-- JOB --
Rescale everything in the material from the line containing "batch is dark" down to the line containing "[126,25,223,304]", both included. Reproduce every line in that span, with each bounding-box coordinate multiplied by 0.55 and rounded to a whole number (halves round up), and leave all other text unchanged.

-- RECORDS FOR THE EXERCISE --
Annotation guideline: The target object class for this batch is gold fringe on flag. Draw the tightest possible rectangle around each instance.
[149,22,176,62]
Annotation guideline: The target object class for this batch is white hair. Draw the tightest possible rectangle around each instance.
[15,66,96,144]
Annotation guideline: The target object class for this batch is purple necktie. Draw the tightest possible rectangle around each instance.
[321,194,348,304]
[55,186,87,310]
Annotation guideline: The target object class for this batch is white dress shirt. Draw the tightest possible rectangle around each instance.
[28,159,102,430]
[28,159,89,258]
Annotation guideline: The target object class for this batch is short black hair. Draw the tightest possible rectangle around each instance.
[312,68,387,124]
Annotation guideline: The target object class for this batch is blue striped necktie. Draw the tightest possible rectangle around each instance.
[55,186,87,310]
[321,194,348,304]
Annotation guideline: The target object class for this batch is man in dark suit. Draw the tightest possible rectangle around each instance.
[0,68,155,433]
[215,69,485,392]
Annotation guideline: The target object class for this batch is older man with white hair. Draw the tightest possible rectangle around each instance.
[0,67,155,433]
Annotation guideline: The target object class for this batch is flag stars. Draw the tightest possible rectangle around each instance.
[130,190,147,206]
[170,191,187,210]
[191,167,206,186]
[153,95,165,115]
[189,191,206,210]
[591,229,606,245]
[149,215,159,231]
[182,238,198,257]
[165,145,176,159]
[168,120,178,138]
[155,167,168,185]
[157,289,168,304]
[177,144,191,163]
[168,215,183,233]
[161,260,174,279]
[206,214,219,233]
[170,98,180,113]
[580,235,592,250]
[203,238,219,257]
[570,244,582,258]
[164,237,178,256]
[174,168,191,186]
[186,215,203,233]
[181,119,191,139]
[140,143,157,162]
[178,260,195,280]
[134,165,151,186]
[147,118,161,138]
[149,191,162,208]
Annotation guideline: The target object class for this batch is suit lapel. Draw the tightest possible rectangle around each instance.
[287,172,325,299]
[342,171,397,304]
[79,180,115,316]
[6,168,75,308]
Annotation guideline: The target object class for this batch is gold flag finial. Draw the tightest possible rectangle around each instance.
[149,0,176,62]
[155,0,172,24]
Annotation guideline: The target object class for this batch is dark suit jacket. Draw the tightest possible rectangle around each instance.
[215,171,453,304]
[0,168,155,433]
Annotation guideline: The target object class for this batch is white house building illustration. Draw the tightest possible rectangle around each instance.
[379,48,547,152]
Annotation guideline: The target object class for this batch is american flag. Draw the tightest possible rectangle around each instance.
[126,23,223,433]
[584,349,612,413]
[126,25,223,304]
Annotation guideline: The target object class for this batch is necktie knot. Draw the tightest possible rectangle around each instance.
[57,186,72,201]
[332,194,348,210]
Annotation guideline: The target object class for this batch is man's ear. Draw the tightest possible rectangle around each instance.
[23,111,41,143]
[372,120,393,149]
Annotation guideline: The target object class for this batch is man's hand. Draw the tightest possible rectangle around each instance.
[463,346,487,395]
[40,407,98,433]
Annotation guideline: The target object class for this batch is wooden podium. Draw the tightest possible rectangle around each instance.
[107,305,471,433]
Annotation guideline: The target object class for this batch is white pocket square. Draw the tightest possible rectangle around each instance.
==
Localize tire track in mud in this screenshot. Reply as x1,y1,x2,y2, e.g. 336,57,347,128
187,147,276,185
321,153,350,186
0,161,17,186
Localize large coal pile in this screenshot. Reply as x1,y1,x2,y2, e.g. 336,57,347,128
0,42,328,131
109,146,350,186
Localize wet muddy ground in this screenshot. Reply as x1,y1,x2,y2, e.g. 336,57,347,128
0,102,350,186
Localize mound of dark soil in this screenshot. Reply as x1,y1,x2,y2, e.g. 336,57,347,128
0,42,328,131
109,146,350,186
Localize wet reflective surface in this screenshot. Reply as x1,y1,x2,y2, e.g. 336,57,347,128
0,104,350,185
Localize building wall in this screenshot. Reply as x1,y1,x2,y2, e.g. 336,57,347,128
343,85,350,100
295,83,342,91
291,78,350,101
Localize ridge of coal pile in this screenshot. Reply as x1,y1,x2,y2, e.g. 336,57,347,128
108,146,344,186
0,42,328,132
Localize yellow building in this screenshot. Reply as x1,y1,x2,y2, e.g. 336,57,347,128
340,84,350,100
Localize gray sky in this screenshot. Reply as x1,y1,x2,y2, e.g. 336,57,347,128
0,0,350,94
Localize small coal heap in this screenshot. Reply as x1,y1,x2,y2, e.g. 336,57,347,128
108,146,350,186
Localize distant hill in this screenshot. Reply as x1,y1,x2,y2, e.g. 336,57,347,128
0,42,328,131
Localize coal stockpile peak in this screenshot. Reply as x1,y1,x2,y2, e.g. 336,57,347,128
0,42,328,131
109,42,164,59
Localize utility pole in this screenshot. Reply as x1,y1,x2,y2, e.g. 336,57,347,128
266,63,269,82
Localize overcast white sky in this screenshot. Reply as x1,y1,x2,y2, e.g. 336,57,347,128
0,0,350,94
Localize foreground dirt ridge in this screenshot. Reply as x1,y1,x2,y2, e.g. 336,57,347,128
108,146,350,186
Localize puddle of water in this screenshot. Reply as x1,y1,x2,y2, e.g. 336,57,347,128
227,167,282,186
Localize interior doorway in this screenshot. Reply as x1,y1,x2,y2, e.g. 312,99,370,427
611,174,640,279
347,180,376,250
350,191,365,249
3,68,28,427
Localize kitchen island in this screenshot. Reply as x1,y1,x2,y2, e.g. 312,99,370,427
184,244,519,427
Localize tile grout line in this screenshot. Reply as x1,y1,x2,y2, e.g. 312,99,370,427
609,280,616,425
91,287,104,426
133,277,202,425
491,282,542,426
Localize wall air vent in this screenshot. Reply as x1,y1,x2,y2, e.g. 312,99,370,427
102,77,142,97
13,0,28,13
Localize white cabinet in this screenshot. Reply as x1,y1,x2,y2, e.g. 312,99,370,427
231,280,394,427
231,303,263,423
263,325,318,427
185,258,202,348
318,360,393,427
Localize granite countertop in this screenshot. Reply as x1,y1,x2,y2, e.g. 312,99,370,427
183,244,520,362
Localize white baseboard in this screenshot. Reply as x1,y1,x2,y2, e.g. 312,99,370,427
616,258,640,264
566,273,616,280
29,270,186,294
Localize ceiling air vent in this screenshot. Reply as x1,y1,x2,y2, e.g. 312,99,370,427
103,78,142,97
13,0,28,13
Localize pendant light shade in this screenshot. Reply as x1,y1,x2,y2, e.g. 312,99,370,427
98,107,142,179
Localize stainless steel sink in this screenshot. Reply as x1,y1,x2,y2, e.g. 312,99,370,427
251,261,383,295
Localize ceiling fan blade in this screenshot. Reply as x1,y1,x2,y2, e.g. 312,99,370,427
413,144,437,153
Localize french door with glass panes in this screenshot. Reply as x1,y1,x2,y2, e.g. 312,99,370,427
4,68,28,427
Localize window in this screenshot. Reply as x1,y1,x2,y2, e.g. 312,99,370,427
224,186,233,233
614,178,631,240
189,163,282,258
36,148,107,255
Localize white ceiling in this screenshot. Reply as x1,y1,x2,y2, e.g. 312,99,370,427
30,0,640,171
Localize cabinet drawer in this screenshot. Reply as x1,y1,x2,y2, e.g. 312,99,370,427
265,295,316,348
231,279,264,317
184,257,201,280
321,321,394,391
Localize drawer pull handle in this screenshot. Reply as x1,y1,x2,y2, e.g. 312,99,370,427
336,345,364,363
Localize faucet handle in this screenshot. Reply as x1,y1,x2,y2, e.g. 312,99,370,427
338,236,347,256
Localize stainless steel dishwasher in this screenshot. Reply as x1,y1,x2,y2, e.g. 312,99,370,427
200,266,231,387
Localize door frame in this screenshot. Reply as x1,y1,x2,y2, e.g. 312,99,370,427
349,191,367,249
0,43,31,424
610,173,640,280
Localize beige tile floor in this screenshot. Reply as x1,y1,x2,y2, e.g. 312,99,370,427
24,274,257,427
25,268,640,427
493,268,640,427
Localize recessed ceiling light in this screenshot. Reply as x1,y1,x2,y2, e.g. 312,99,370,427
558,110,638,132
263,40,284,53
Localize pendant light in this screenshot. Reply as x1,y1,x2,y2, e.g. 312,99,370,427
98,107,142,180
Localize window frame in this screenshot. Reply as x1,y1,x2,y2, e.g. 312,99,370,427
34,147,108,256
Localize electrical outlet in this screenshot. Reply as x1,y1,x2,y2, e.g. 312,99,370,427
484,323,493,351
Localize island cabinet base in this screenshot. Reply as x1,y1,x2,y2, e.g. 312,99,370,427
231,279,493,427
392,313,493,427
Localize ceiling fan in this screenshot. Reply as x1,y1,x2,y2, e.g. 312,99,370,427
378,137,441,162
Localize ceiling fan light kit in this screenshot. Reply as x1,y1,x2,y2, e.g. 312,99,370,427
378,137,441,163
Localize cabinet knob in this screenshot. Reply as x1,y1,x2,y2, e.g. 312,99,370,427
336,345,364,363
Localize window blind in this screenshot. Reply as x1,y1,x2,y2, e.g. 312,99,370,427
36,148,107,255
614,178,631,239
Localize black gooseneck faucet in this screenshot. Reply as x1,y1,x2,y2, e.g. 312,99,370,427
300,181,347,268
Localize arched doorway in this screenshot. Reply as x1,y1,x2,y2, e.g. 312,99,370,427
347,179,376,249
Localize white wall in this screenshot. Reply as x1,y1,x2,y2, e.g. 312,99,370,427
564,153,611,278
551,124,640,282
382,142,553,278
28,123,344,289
---
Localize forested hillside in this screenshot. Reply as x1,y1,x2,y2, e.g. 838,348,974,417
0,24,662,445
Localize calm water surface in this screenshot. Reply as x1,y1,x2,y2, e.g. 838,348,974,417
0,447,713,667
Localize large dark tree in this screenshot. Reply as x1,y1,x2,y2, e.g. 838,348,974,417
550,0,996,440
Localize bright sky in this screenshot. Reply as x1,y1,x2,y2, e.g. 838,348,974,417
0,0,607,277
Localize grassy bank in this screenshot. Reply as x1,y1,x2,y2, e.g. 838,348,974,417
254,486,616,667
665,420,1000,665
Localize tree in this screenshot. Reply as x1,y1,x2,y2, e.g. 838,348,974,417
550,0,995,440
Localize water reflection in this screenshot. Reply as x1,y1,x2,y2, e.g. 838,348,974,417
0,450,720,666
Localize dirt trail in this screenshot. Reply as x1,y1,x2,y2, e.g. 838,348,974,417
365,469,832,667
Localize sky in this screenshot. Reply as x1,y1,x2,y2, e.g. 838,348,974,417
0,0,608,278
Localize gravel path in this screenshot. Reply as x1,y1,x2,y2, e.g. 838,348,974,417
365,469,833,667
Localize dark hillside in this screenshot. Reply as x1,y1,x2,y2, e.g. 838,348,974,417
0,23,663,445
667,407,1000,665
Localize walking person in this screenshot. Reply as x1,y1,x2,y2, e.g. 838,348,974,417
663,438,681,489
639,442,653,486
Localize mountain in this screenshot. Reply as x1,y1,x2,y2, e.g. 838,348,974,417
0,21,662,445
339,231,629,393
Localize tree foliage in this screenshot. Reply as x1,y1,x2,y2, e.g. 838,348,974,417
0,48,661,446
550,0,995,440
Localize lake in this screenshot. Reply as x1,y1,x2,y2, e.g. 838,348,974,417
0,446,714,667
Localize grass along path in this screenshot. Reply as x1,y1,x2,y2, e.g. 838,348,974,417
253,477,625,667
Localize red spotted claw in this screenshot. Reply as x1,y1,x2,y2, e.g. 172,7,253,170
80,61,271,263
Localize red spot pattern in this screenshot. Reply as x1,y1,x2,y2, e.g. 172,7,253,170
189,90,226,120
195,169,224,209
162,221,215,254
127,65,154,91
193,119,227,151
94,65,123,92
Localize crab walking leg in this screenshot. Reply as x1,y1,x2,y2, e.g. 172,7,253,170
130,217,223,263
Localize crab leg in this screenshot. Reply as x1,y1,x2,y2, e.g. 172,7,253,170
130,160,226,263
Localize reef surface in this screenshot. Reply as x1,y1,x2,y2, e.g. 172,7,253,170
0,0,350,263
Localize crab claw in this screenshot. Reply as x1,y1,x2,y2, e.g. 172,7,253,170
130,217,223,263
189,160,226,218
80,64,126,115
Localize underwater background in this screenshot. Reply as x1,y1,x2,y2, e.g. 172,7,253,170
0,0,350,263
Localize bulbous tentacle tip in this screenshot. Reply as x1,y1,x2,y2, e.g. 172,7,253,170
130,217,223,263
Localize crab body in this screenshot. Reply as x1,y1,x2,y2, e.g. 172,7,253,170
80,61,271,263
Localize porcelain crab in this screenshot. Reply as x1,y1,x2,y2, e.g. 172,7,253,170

-- COMPLETED TASK --
Annotation guideline: The target object class for this batch is dark suit jacket. Draw the tightest possible rectangle around each instance.
[118,94,249,167]
[0,92,85,238]
Annotation guideline: The target object class for this batch is white house building illustration. Draw the tightest possible rectangle around each instance.
[208,26,301,84]
Annotation guideline: The target object class for this batch is american flag. Draw the tightest possible rectangle around each instance.
[69,13,123,238]
[321,192,337,227]
[69,14,123,167]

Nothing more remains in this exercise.